» **Task to complete**: Leave the pictures out and print every record below exactly as it stands.

» **Material provided**:
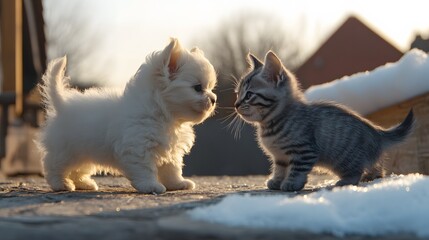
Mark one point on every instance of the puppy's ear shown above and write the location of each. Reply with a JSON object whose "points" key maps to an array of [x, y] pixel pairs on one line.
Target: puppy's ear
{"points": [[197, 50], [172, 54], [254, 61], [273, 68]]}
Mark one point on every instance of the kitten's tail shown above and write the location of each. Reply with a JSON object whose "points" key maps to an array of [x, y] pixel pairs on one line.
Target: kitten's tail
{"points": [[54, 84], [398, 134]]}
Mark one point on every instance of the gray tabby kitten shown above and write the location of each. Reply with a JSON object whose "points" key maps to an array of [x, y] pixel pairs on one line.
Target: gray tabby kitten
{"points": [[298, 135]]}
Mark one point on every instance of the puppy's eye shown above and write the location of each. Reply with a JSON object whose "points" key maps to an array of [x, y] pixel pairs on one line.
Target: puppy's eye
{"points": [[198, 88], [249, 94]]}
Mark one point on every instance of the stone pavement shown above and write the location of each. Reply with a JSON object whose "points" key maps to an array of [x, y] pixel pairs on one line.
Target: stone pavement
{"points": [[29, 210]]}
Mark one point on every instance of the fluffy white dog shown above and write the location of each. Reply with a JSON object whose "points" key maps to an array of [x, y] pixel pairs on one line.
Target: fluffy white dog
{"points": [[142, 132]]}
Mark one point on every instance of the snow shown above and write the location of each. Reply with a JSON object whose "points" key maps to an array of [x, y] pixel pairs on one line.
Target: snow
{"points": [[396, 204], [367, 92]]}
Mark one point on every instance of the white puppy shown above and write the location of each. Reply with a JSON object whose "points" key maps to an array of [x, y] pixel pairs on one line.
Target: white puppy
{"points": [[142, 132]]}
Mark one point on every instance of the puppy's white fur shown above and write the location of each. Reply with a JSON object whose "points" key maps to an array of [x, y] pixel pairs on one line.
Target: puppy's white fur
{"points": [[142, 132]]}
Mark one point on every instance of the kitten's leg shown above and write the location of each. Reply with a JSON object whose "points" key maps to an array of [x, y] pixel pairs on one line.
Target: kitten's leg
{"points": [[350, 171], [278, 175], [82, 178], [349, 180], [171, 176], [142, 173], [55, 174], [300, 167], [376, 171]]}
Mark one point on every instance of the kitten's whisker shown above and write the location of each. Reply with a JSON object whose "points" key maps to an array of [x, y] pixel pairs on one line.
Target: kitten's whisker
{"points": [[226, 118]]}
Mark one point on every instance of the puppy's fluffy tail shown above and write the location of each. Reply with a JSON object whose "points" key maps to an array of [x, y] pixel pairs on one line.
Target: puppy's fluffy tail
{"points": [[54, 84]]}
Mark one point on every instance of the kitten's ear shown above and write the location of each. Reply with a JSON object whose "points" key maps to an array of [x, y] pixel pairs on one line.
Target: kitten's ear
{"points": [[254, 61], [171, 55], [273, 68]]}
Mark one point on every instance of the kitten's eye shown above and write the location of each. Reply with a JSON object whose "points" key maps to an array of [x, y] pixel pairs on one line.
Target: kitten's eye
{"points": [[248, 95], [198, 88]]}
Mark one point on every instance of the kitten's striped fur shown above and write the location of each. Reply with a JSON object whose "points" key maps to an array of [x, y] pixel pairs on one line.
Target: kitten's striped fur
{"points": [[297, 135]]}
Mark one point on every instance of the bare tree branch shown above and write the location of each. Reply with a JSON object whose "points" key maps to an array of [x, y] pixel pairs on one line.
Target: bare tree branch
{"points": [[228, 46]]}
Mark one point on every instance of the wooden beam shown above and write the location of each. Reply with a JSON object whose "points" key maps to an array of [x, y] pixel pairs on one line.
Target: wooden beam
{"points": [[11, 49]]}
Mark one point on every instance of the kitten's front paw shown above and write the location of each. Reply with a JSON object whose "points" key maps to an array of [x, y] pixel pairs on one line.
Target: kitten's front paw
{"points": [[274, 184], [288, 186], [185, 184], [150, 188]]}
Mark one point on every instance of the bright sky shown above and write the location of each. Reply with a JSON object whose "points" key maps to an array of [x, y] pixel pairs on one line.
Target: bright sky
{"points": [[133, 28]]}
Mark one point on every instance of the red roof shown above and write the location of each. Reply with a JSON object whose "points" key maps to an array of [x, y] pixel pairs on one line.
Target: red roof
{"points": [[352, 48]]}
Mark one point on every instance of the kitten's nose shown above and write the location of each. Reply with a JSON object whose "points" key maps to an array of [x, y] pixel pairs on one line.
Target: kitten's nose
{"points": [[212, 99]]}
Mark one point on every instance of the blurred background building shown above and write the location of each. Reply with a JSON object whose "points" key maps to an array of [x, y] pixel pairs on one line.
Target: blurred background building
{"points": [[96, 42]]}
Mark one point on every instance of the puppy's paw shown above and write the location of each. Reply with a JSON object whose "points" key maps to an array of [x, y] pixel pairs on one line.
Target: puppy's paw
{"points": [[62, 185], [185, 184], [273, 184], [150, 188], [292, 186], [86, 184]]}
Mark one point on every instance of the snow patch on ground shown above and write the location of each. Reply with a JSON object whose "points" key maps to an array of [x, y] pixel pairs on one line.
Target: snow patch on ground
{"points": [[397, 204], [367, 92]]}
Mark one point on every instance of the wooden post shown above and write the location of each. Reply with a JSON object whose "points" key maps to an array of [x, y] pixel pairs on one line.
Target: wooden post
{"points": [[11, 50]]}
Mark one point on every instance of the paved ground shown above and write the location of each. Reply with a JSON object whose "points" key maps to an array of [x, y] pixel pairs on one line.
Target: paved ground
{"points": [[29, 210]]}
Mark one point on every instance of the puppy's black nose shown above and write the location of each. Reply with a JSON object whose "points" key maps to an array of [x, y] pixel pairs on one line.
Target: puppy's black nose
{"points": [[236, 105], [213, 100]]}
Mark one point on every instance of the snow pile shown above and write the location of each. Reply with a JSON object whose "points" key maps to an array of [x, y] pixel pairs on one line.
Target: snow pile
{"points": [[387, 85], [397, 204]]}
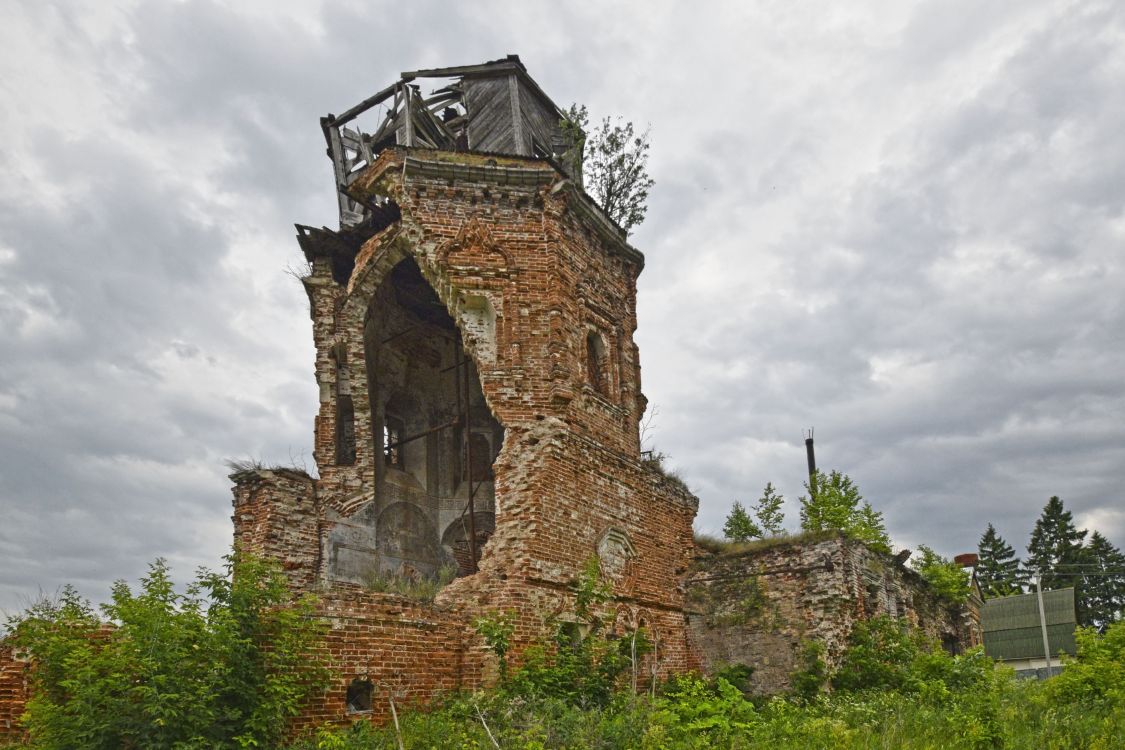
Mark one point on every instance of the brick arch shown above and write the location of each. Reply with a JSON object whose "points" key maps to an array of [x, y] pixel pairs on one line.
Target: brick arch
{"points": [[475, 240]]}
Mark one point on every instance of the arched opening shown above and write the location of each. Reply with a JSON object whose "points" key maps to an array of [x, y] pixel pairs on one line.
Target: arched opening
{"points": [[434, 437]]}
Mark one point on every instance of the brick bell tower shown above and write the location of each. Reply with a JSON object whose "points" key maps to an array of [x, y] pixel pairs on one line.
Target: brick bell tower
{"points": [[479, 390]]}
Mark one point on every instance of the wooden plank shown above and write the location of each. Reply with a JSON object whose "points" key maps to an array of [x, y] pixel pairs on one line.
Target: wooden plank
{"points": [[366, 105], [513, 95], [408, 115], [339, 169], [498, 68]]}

» **Reply**:
Mark one point on every instance of the puppy's ear shown above and write the location of each. Reply with a JSON object whose "points" key maps to an array of [x, y] pixel pairs on one line.
Target: puppy's ear
{"points": [[197, 50], [172, 54], [254, 61], [273, 68]]}
Mark one point on every instance of the kitten's tail shown above and write the location of each. Reply with a JSON object whose "points" key maps to an array of [x, y] pixel pairs on one line.
Target: kitten's tail
{"points": [[54, 84], [398, 134]]}
Mark one point on every instance of the gray tabby kitten shown above and write the location of each. Reply with a JSON object whose "points" key maps to an array of [x, y] pixel pairs on one line.
Target: gray tabby kitten
{"points": [[298, 135]]}
Mark one point on every instance of the puppy's eye shown above and write the location of each. Reply with a JSON object whose "points" key maps to an array of [x, y] pixel pairs on one line.
Target: puppy's eye
{"points": [[198, 88], [249, 94]]}
Mark one point on every instance of the stone pavement shown above and write the location of each. Reply with a JSON object whose "points" key maps to an array of [x, y] pixel pairs on one line.
Target: stone pavement
{"points": [[29, 210]]}
Mark one point on every instance of the fluffy white dog shown above and write the location of each. Reply with a JSON object whose "points" key maps to an array of [x, y] pixel pairs on one line.
Target: fluffy white dog
{"points": [[142, 132]]}
Mark one point on every instance of the snow shown above and write the location of each. Reply with a JSON object whose "points" key maps to an array of [x, y] pixel pairs on one line.
Target: snow
{"points": [[396, 204], [367, 92]]}
Mark one point on every instance of the white puppy shown above and write the location of each. Reply with a JSON object whose "points" key maps to an array of [x, y] pixel pairs on one line.
Target: white puppy
{"points": [[142, 132]]}
Mark one point on every instance of the puppy's white fur shown above and write the location of each. Reply with a JSON object whose "points" key maps to an array of [x, y] pixel pairs on one line.
Target: puppy's white fur
{"points": [[142, 132]]}
Mark one point on every instance of the kitten's leg shown above and write the location of each. Reply with a JSON object whose "points" key maps to an array of [x, y] pixel pairs on one line.
Target: kitten's leg
{"points": [[350, 171], [278, 175], [82, 178], [349, 180], [171, 176], [142, 173], [55, 174], [300, 167], [376, 171]]}
Mark one point on every instance of the kitten's whisker shown above and write the location of each. Reply with a JSON object whose "points" key maps to an array of [x, y] pixel pairs on one line.
Target: kitten's whisker
{"points": [[226, 118]]}
Mark one point on every instance of the puppy's fluffy tail shown above and write the location of each. Reply with a JSON object whose "points" key maps to an array of [x, y] pixel pairs on one line.
Target: puppy's fluffy tail
{"points": [[54, 84]]}
Mark one point on every instance of the kitten's ear shown above and write the location of each. Reply with a JSON object whose "points" key maps to an array of [x, y] pixel pairs on one line.
Target: kitten's ear
{"points": [[254, 61], [171, 55], [273, 68]]}
Mark one point on every instance of the kitten's eye shown above and write the location of each. Reply with a JSON object whose "points" key maps to an array of [x, y] pixel pairs on one line.
Target: kitten's eye
{"points": [[248, 95], [198, 88]]}
Mark one point on every instance of the kitten's striped fur shown above and write the location of each. Reply with a JSON object whose "points" key maps to an array of [x, y] pixel pairs on one line.
Target: kitten's striped fur
{"points": [[297, 135]]}
Mark one point on every instance of the bare tree branch shown above and write the location of each. Reply with a JSON object whose "points" key maps to an array of [x, y] pixel pairs on one line.
Target: bare tree branch
{"points": [[228, 46]]}
Mark one point on every instance of the wooden beam shown above and write the location of each. Reply with a JSON object whose "points" key maps to an array of [x, y] pixel pairs on one line.
Target: wooden beam
{"points": [[11, 49]]}
Mark one point on every instance of the kitten's front paw shown above and write the location of each. Reply with a JSON object whose "points" key maps to an array of [x, y] pixel pairs on one line.
Target: kitten's front paw
{"points": [[274, 184], [288, 186], [185, 184], [150, 188]]}
Mark one point on every instance of the bright sky shown above and write the location of each. Reply with a JSON object whose "points" key maps to an array of [x, y] pixel pairs on one line.
Target: bright sky
{"points": [[133, 28]]}
Mark one point on every instance of the red roof shown above and write the location of each. Reply with a JSON object whose "points" key maps to an array of [x, y] pixel pairs on one line.
Target: red roof
{"points": [[352, 48]]}
Mark one point on every instance of the kitten's nose shown above and write the location of each. Reply with a JSON object whose "points" key maps to an array of [x, y] pixel pairs on one line.
Target: kitten's nose
{"points": [[212, 99]]}
Mark one point on every instance of the blurred background building shown above and write the location of each. Reply with a JSON object whose "points" key maps to an array of [x, y] pixel pairs on one line.
Target: blurred background building
{"points": [[96, 42]]}
Mark one point on every instance of the puppy's paw shown above and write the location of each. Reply with a JSON object whose "points" key maps to an array of [x, y] pixel pairs on one line.
Target: puppy's paw
{"points": [[62, 185], [185, 184], [273, 184], [150, 188], [292, 186], [86, 184]]}
Mark one point on every instance of the snow patch on ground shown above and write the location of each. Reply with a JSON object whose "points" key maps to an array of [x, y] pixel pairs on one line.
Target: snow patch on ground
{"points": [[397, 204], [367, 92]]}
Mark one point on every instance of the wooden post shown above and write the location of each. Reply with a JSON object whose "points" key maps to an array of [x, y] pixel pairs on one line.
Target: wooden post
{"points": [[11, 50]]}
Mark one point on every instance of the paved ground shown above and write the location of each. Reply with a JSON object whose "points" key maps to an array of [x, y] pixel pairs on one line.
Target: paved ground
{"points": [[29, 210]]}
Mark one point on every instance of the puppy's black nose shown above and write the location of each. Reply with a JSON object whose "points" key maps to an array of [x, y] pixel pairs on one line.
Target: puppy's black nose
{"points": [[236, 105], [213, 100]]}
Mark one point on every instance of the snow pile shown above and write the location of each. Reply with a JSON object whose "points" key maps to an array of [x, y] pixel pairs on one line.
Target: snow pile
{"points": [[387, 85], [397, 204]]}
Mark one point on every instance of the brick arch shown above and write the location of each. Reply with a JSON object whose "points" key maps to an array of [x, y] pixel pairs on one line.
Target: brick arch
{"points": [[475, 240]]}
Mark one point on every instance of the arched opening shown above and write the location of each. Reply with a JSON object whose "points" key maps to an array of [x, y] pixel pairs on one line.
Target: arched opening
{"points": [[434, 437]]}
Mark one point on every instance of the brick bell tower shown above and write the location of each. Reply with a JSON object whose "points" key maps to an array of [x, y] pixel pairs on one line.
Target: brick bell tower
{"points": [[479, 390]]}
Mark one point on every instance of the wooden plank shown above and write the location of each. Reply with a JSON object whose "points" key maps to an array of [x, y] pixel pairs on one line.
Target: wooden plank
{"points": [[366, 105], [513, 95], [408, 115], [339, 169], [498, 68]]}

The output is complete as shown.